▶ Work to complete
Return the entries below verbatim. Pictures stay out.
***** Data in this exercise
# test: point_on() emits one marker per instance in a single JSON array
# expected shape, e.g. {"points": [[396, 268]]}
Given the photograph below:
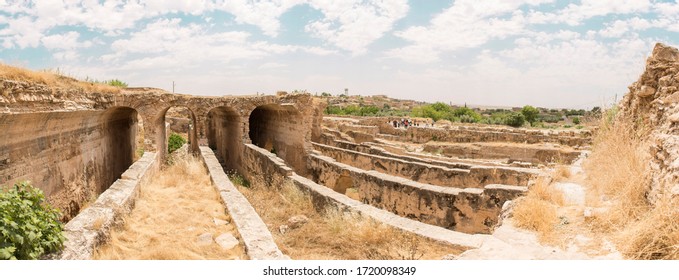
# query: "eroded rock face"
{"points": [[74, 144], [654, 99]]}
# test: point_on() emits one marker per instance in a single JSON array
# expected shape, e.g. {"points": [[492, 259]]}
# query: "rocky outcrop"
{"points": [[653, 101]]}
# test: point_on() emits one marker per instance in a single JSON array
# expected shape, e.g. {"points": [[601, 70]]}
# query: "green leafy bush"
{"points": [[576, 120], [515, 119], [175, 142], [530, 113], [29, 227]]}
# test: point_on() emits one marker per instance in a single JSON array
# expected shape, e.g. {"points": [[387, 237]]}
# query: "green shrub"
{"points": [[576, 120], [238, 179], [515, 119], [175, 142], [29, 227], [530, 113]]}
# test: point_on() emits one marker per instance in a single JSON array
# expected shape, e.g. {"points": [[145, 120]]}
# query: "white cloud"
{"points": [[466, 24], [167, 43], [352, 25], [263, 14], [272, 65], [575, 14], [66, 41]]}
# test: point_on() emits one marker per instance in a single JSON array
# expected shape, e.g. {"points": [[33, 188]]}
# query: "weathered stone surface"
{"points": [[476, 177], [74, 144], [219, 222], [227, 241], [469, 134], [297, 221], [645, 91], [660, 113], [254, 233], [204, 239], [92, 226]]}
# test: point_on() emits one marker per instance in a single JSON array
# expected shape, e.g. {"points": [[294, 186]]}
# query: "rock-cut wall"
{"points": [[654, 101]]}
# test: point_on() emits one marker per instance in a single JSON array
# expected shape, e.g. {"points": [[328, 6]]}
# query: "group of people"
{"points": [[405, 123]]}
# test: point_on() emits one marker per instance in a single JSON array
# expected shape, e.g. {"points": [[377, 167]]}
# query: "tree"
{"points": [[466, 114], [530, 113], [175, 142], [515, 119], [29, 227]]}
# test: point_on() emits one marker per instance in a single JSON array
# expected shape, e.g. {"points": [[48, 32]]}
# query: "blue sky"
{"points": [[546, 53]]}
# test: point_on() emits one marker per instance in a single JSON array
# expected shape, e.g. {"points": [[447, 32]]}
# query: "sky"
{"points": [[547, 53]]}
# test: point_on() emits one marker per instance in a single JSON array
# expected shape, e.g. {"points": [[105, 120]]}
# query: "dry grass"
{"points": [[172, 211], [653, 236], [537, 211], [335, 235], [52, 79], [562, 172], [617, 173]]}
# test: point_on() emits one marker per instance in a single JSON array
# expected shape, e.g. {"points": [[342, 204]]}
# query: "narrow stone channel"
{"points": [[177, 216]]}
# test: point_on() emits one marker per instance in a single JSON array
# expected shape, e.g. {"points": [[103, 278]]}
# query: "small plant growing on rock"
{"points": [[238, 179], [175, 142], [29, 227]]}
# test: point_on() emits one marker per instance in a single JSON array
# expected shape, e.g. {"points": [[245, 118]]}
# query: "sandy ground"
{"points": [[177, 216]]}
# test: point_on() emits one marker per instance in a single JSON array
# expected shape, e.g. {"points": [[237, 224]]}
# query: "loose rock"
{"points": [[227, 241]]}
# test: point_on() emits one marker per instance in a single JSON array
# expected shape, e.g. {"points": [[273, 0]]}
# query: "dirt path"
{"points": [[177, 216]]}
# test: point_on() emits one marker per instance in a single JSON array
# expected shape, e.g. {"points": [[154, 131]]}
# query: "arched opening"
{"points": [[224, 135], [278, 129], [181, 121], [71, 156]]}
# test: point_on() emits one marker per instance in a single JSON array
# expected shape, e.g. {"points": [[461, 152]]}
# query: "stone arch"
{"points": [[162, 135], [71, 155], [279, 129], [223, 129]]}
**********
▶ Response for this exercise
# test: point_on() emits one marker per instance in a single JSON array
# expected shape, e.g. {"points": [[396, 268]]}
Given the photograph below:
# query: "eroded rock face"
{"points": [[74, 144], [654, 99]]}
# test: point_on() emits one marker per instance in a single JSON array
# expected shape, e.g. {"points": [[492, 259]]}
# query: "rocky outcrop"
{"points": [[653, 101]]}
# test: point_on() emits one marker per instance in a single JSON array
# expected shape, e.g. {"points": [[601, 70]]}
# query: "green leafy bush"
{"points": [[576, 120], [515, 119], [175, 142], [530, 113], [29, 227]]}
# test: point_on() emits one marker per instance in a single JSON array
# expected shape, e.g. {"points": [[387, 237]]}
# query: "green shrub"
{"points": [[576, 120], [238, 179], [515, 119], [175, 142], [29, 227], [530, 113]]}
# test: point_on() emits one marker per instance in a single JSON array
# expected shape, e.g. {"points": [[145, 120]]}
# query: "white cloud"
{"points": [[466, 24], [167, 43], [352, 25], [263, 14], [272, 65], [575, 14], [66, 41]]}
# test: point_on() emits one marker per instance in a single JSON array
# expected shape, e.g. {"points": [[33, 188]]}
# query: "weathered stone surface"
{"points": [[476, 177], [74, 144], [219, 222], [227, 241], [469, 134], [297, 221], [645, 91], [660, 113], [254, 233], [204, 239], [92, 226]]}
# test: point_on() emits one marker per instance in a single JSON array
# expected shape, e.g. {"points": [[294, 186]]}
# query: "rock-cut wall"
{"points": [[654, 101]]}
# test: point_on() emits one marker per instance in a single JSON array
# expected shape, e.g. {"points": [[328, 6]]}
# query: "group of people"
{"points": [[405, 123]]}
# test: point_on() emits one marker per instance in a single JSON array
# expected shape, e.g. {"points": [[377, 167]]}
# query: "tree"
{"points": [[466, 114], [530, 113], [175, 142], [515, 119], [29, 227]]}
# test: point_on() emits one marker per instance in a single JSON array
# expected shape, e.g. {"points": [[48, 32]]}
# query: "blue sky"
{"points": [[546, 53]]}
# test: point_on() emits one marker per instance in a single JSON array
# expected shape, e.g. {"points": [[447, 32]]}
# query: "sky"
{"points": [[547, 53]]}
# test: point_on() emits one marker per instance in a single JSON array
# expected shape, e.g. {"points": [[105, 120]]}
# query: "dry grass"
{"points": [[172, 211], [653, 236], [537, 211], [335, 235], [52, 79], [562, 172], [617, 173]]}
# test: point_on() emits one marker per instance in a single JSON array
# expected shape, e.g. {"points": [[342, 204]]}
# query: "narrow stone channel"
{"points": [[177, 216]]}
# test: point_on() emits one marker per instance in a single JSON array
# expected shape, e.g. {"points": [[103, 278]]}
# query: "small plant growing on rock"
{"points": [[238, 179], [175, 142], [29, 227]]}
# test: point_on() emits one marker per instance in a single JSON array
# expected shape, e.g. {"points": [[245, 118]]}
# query: "sandy ground"
{"points": [[177, 216]]}
# test: point_on() emits one marker per instance in a single JSON array
# expected shape, e.g. {"points": [[237, 224]]}
# query: "loose rock"
{"points": [[227, 241]]}
# test: point_on() emits one marker per instance in a single JSON array
# expected shape, e.g. {"points": [[273, 0]]}
# query: "dirt path"
{"points": [[177, 216]]}
# test: point_on() emits one marker per instance in a single JSON array
# expected shape, e.g. {"points": [[154, 131]]}
# query: "arched opening"
{"points": [[224, 135], [278, 129], [181, 121], [71, 156]]}
# test: point_on() emits one marker per instance in a single JSON array
# expected shape, e.g. {"points": [[461, 152]]}
# query: "stone arch"
{"points": [[162, 135], [71, 155], [279, 129], [223, 129]]}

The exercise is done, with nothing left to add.